# [EXERCISE DIRECTIONS]
Copy only what runs from the line containing "Class, indicate each instance of the black" to the last line, both included, keeping it exact and omitting pictures.
==== INFORMATION SHOWN
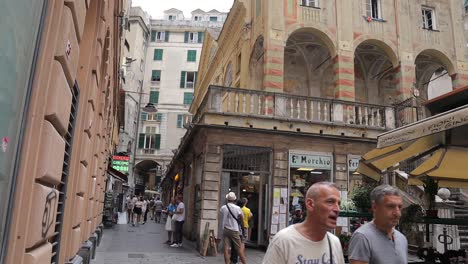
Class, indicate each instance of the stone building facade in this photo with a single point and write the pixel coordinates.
(59, 146)
(293, 92)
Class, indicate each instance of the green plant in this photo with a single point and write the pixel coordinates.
(361, 197)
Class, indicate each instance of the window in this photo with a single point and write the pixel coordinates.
(188, 98)
(127, 45)
(310, 3)
(157, 54)
(156, 76)
(149, 139)
(154, 97)
(188, 79)
(373, 9)
(428, 18)
(180, 120)
(192, 55)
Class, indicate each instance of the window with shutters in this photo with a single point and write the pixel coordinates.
(155, 77)
(191, 55)
(310, 3)
(428, 16)
(157, 54)
(154, 97)
(373, 9)
(188, 98)
(188, 79)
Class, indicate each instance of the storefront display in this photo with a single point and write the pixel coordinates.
(305, 169)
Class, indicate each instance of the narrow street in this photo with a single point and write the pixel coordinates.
(145, 244)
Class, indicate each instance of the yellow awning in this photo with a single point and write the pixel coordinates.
(450, 164)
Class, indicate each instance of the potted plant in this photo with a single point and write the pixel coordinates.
(431, 187)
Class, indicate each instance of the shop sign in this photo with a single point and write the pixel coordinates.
(353, 162)
(120, 163)
(297, 160)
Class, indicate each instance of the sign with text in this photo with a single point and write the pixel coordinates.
(120, 163)
(313, 161)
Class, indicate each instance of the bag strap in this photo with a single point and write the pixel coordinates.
(227, 205)
(331, 252)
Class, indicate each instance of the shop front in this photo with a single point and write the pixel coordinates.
(305, 169)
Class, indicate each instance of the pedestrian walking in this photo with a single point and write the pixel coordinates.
(232, 228)
(158, 207)
(310, 241)
(170, 223)
(179, 217)
(378, 242)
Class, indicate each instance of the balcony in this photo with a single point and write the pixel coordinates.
(298, 112)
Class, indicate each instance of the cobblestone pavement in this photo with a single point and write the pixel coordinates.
(145, 244)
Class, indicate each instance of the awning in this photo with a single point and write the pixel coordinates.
(377, 161)
(448, 165)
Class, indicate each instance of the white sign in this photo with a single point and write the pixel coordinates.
(438, 123)
(315, 161)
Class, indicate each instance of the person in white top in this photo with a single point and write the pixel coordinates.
(310, 241)
(232, 227)
(179, 219)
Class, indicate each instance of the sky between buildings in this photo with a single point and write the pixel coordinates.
(156, 7)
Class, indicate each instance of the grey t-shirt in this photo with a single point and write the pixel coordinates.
(371, 245)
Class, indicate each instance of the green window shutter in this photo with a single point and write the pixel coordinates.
(141, 140)
(158, 54)
(200, 37)
(182, 79)
(158, 141)
(166, 36)
(179, 121)
(192, 55)
(156, 75)
(144, 116)
(154, 97)
(188, 97)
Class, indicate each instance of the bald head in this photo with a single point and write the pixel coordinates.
(314, 190)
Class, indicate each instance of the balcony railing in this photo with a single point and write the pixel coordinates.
(253, 103)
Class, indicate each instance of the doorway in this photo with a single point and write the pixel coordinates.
(246, 172)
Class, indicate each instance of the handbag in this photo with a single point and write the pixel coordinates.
(240, 226)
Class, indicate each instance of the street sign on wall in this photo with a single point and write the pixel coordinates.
(120, 163)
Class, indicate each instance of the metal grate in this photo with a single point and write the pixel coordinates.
(62, 187)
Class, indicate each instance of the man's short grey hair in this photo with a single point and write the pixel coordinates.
(314, 189)
(383, 190)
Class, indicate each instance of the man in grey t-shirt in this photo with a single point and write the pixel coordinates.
(378, 242)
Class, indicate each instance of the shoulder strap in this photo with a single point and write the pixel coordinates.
(331, 252)
(227, 205)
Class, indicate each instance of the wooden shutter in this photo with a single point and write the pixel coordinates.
(141, 141)
(158, 141)
(200, 37)
(166, 36)
(182, 79)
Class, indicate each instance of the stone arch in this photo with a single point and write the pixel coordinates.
(374, 72)
(433, 70)
(256, 63)
(308, 56)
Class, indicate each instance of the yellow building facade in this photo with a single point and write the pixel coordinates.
(66, 127)
(293, 92)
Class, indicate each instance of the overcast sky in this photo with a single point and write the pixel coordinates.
(156, 7)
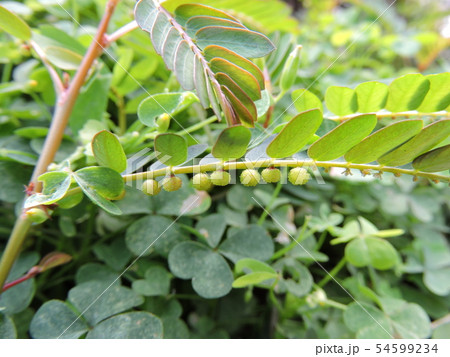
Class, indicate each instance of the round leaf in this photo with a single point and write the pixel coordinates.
(295, 135)
(171, 149)
(14, 25)
(232, 143)
(108, 151)
(210, 273)
(132, 325)
(53, 318)
(342, 138)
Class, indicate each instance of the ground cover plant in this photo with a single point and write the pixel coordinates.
(224, 169)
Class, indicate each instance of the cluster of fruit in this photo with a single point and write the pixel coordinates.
(204, 182)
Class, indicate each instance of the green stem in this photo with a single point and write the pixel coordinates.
(284, 163)
(332, 273)
(13, 247)
(413, 113)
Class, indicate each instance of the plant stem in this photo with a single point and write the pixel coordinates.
(64, 106)
(283, 163)
(332, 273)
(124, 30)
(13, 248)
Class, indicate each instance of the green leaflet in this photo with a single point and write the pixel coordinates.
(305, 100)
(295, 134)
(232, 143)
(438, 97)
(14, 25)
(221, 36)
(171, 149)
(184, 12)
(407, 92)
(243, 79)
(55, 183)
(428, 138)
(244, 42)
(241, 96)
(434, 161)
(101, 184)
(342, 138)
(372, 96)
(198, 22)
(341, 100)
(108, 151)
(63, 58)
(380, 142)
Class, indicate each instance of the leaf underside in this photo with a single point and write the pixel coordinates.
(208, 51)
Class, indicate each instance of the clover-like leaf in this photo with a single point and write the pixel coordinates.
(132, 325)
(108, 151)
(211, 276)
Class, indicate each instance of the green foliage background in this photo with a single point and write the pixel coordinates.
(224, 267)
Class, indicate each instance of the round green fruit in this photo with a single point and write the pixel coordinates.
(151, 187)
(250, 177)
(36, 215)
(220, 178)
(201, 182)
(172, 183)
(271, 175)
(298, 176)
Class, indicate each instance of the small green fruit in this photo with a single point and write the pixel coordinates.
(220, 178)
(271, 175)
(298, 176)
(151, 187)
(250, 177)
(163, 122)
(172, 183)
(201, 182)
(36, 215)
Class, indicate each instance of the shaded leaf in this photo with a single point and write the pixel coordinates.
(383, 140)
(295, 135)
(372, 96)
(341, 100)
(246, 43)
(132, 325)
(407, 92)
(429, 137)
(108, 151)
(211, 276)
(232, 143)
(171, 149)
(342, 138)
(53, 318)
(434, 161)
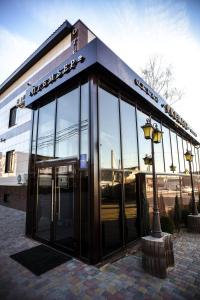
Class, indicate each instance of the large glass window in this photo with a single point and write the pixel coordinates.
(84, 125)
(67, 127)
(109, 130)
(185, 148)
(111, 178)
(129, 136)
(144, 145)
(34, 134)
(167, 149)
(181, 154)
(158, 150)
(13, 116)
(84, 153)
(45, 145)
(130, 164)
(9, 164)
(174, 152)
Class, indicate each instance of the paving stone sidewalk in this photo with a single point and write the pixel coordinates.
(123, 279)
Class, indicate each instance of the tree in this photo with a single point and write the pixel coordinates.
(160, 78)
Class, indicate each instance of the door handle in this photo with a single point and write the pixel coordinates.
(52, 194)
(58, 202)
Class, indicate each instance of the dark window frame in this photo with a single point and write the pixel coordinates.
(12, 117)
(9, 163)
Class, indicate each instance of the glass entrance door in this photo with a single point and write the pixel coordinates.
(64, 206)
(56, 204)
(45, 186)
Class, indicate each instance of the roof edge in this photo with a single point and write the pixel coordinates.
(46, 46)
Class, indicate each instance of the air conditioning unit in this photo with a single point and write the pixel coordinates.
(21, 102)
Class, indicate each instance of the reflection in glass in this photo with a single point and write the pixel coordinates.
(174, 151)
(144, 145)
(44, 196)
(84, 214)
(64, 199)
(67, 125)
(131, 232)
(109, 130)
(84, 125)
(111, 210)
(35, 119)
(181, 154)
(129, 136)
(168, 188)
(46, 131)
(167, 149)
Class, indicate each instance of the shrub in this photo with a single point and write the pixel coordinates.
(167, 224)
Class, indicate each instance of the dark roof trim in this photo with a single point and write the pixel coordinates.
(55, 38)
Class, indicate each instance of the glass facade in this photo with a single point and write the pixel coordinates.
(167, 149)
(45, 138)
(60, 134)
(67, 125)
(175, 157)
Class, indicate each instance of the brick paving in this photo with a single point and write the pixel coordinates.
(123, 279)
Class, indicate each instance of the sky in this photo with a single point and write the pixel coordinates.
(134, 30)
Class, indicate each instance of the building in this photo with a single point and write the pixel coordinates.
(72, 146)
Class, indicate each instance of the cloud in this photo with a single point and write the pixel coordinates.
(134, 30)
(14, 49)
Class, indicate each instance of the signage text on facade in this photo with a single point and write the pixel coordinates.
(53, 77)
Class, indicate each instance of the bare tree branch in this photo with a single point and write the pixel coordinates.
(160, 78)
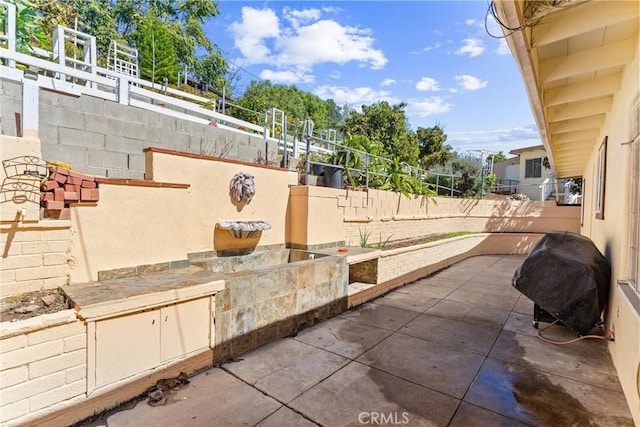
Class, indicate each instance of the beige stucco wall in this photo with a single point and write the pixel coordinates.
(34, 252)
(131, 225)
(611, 234)
(208, 200)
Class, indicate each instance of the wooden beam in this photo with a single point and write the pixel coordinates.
(588, 61)
(589, 122)
(574, 146)
(594, 88)
(580, 109)
(584, 17)
(581, 135)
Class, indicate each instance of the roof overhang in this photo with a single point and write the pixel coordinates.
(572, 55)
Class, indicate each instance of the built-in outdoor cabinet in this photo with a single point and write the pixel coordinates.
(132, 344)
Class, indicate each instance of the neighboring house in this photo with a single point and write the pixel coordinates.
(523, 174)
(580, 65)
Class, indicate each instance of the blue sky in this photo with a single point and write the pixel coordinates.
(434, 55)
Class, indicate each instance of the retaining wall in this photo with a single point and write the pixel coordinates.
(105, 138)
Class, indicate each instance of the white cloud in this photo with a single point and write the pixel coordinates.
(427, 84)
(470, 83)
(497, 139)
(301, 16)
(435, 46)
(331, 42)
(472, 47)
(287, 76)
(354, 96)
(427, 106)
(503, 47)
(302, 39)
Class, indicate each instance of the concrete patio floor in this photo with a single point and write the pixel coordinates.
(454, 349)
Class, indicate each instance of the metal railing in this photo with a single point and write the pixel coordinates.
(505, 186)
(79, 74)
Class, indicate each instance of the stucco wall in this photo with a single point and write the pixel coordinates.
(208, 200)
(529, 186)
(131, 225)
(43, 366)
(340, 215)
(611, 234)
(105, 138)
(34, 253)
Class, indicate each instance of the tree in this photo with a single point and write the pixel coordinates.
(296, 104)
(29, 29)
(157, 52)
(388, 125)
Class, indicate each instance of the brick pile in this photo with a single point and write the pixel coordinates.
(63, 187)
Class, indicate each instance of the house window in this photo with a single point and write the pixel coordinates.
(533, 168)
(634, 217)
(601, 178)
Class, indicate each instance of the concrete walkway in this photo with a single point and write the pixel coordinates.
(453, 349)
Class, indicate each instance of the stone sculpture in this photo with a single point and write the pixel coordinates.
(242, 188)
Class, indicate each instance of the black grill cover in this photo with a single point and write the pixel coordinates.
(567, 276)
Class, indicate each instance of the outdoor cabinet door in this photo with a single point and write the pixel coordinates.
(126, 346)
(185, 328)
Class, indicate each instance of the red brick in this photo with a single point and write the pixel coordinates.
(58, 194)
(57, 214)
(75, 180)
(46, 196)
(54, 204)
(61, 171)
(90, 195)
(49, 185)
(58, 177)
(71, 196)
(82, 176)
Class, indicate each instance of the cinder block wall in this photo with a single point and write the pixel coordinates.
(34, 256)
(43, 366)
(104, 138)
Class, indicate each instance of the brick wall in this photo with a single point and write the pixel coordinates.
(42, 366)
(104, 138)
(405, 265)
(34, 256)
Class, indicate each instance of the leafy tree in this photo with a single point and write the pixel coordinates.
(156, 49)
(29, 29)
(387, 124)
(121, 20)
(296, 104)
(431, 142)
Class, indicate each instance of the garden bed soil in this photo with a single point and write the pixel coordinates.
(418, 241)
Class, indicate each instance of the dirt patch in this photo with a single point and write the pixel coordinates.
(32, 304)
(395, 244)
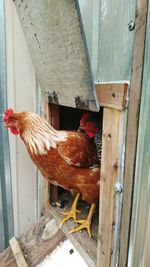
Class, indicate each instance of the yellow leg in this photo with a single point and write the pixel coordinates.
(72, 212)
(85, 223)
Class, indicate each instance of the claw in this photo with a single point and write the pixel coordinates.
(85, 224)
(71, 213)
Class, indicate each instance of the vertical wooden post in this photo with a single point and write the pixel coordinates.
========
# [OUTPUT BELOW]
Class, indicate each instance of the black grill cover in this photo with a single point and write the pixel coordinates.
(567, 276)
Class, indicate each instance of the outdoor cabinet door in this photo with a single point and write the pixel coordinates.
(126, 346)
(185, 328)
Class, indicate each instance of the red brick in this photo with a single point and write the pixel coordinates.
(58, 194)
(57, 214)
(75, 180)
(46, 196)
(54, 204)
(61, 171)
(90, 195)
(49, 185)
(58, 177)
(71, 196)
(82, 176)
Class, indicate each instance of the cinder block wall in this photo with a single point and write the pixel coordinates.
(34, 256)
(43, 366)
(104, 138)
Class, indicate each instance of the brick wall in this photo with a single point and write the pixel coordinates.
(42, 366)
(104, 138)
(405, 265)
(34, 256)
Class, indicate each instance of the leafy tree in this photo with a single point and write the pixel coordinates.
(156, 49)
(29, 29)
(387, 124)
(121, 20)
(296, 104)
(431, 142)
Class, indicate each instance of the garden bed soil in this photo with a single point and write the pixel coordinates.
(418, 241)
Class, indicate each instance of the dirt patch in this photo with a single point and write the pixel coordinates.
(32, 304)
(395, 244)
Class, indicate each instance of the yellow leg in this photo with a single point and write the pixel coordinates.
(72, 212)
(85, 223)
Class, indicate each instance of the claw in this photo with a single point and write the pixel coordinates.
(85, 224)
(71, 213)
Class, indicate each instance of the vertical wooden post in this photo with a single point and write the pixel coordinates.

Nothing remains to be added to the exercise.